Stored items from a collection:
***

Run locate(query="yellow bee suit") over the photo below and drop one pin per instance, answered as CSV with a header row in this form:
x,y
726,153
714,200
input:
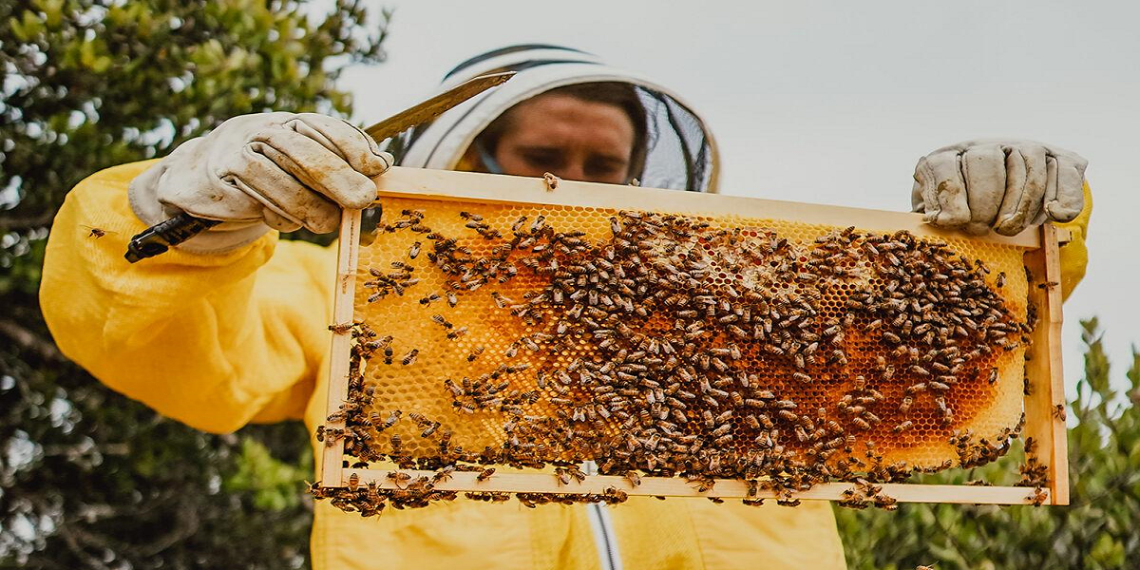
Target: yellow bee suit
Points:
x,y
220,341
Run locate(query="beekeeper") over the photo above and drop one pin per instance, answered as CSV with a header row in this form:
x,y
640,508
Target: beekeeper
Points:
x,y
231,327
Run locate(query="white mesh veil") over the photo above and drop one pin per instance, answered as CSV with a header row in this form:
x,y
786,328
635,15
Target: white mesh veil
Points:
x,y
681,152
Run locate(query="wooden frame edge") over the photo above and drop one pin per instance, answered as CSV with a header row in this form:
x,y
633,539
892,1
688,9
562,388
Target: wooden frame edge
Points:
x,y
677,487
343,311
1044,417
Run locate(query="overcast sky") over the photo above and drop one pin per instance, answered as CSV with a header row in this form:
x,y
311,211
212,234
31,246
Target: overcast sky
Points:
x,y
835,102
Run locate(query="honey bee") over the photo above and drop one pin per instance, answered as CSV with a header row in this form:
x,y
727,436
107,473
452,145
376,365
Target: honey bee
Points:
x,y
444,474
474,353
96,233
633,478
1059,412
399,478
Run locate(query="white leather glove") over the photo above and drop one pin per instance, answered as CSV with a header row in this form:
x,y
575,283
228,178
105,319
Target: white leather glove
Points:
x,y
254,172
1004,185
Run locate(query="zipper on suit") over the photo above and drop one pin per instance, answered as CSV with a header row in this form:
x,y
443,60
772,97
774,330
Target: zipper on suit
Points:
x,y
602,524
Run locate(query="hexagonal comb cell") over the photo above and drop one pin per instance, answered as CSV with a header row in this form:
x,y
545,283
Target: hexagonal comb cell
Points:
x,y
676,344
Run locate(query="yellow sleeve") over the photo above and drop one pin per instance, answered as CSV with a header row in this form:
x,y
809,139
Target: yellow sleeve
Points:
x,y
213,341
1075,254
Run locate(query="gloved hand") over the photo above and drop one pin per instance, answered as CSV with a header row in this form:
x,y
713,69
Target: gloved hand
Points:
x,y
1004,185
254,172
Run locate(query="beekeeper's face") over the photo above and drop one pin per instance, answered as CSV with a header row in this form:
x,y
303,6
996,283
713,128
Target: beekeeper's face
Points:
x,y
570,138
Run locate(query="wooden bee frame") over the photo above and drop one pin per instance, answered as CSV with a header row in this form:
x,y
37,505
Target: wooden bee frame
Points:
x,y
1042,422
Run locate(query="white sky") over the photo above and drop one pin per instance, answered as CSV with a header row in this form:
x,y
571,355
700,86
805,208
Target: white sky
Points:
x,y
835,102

***

*WORK ITEM*
The pictures should be dropped, and every line above should be set down again exactly.

*COMPLETED TASK*
Run locate(query="yellow bee suit") over the photo below and drop one pin per instance, answered as CSV with a header row in this form:
x,y
726,153
714,200
input:
Target: yellow bee suit
Points:
x,y
220,341
Run locate(query="beekeeper") over the photo above and drop one pin per instance, answered as CSV with a header row in this form:
x,y
640,508
Target: beekeeper
Points:
x,y
231,327
Run locate(query="white mesh veil") over the photo above and drop one pin per instance, answered as CSV with a header row in this form:
x,y
786,328
635,15
Target: white mesh veil
Points:
x,y
681,152
Run locate(query="wooden frame edge") over the photo above and drop one pin per instance, answered as CSV with a header row in this form:
x,y
633,539
892,1
688,9
562,388
Target: wooden frame edge
Points:
x,y
677,487
343,311
1044,417
Run locate(query="overcast sky") over the photo above and drop one pin per instance, answered as CSV with a header row in this form:
x,y
311,211
212,234
31,246
Target: overcast sky
Points:
x,y
835,102
Run locate(query="honey bee") over the photo above and drop one pin per instance, answered as CSV with a header row in this form:
x,y
727,436
107,473
452,145
376,365
Target: honey bee
Points:
x,y
444,474
474,353
96,233
633,478
1059,412
399,478
Run locate(query="white leather glove") over the photo above and drop one pin per instance, answered as CSV with a header row in this form:
x,y
575,283
228,178
105,319
Target: white leather glove
Points:
x,y
254,172
1004,185
Run locate(query="zipper on suit") over the photo above and drop one pin per instance, answered as CSV with a header row in this form:
x,y
443,60
772,97
774,330
Target: zipper on suit
Points:
x,y
602,524
Run locate(query="hexagonal comb cell") over the photo above and drop one pin per instance, answered as CSV with a header row in this form:
x,y
545,283
Target: hexagonal comb cell
Points:
x,y
676,344
Run locate(query="yellow sleeve") over the photo above and drop one pin per instance, answered as CSV with a header row in this form:
x,y
809,139
Target: yellow sleeve
Points:
x,y
213,341
1075,254
Run locate(query="gloved hand") over the photo above and drop one pin per instance, answered as CSV with a header row in this form:
x,y
713,69
Target: gloved hand
Points:
x,y
1004,185
254,172
Run locate(query="beekeeper's face") over the photo above and drop one pin per instance, answered as CSV with a header row in this form:
x,y
303,6
996,283
713,128
Target: beekeeper's face
Points:
x,y
570,138
Run locate(query="wooden bee frame") over the photo above and drop one pin per instance, answered as CSV with a header row in this form:
x,y
37,505
Target: wooden bee frame
Points:
x,y
1042,422
Run locate(query="white sky") over the photo above and drop one pin per instance, answered as CSV with a header row in this form:
x,y
571,355
700,86
805,208
Target: white sky
Points:
x,y
835,102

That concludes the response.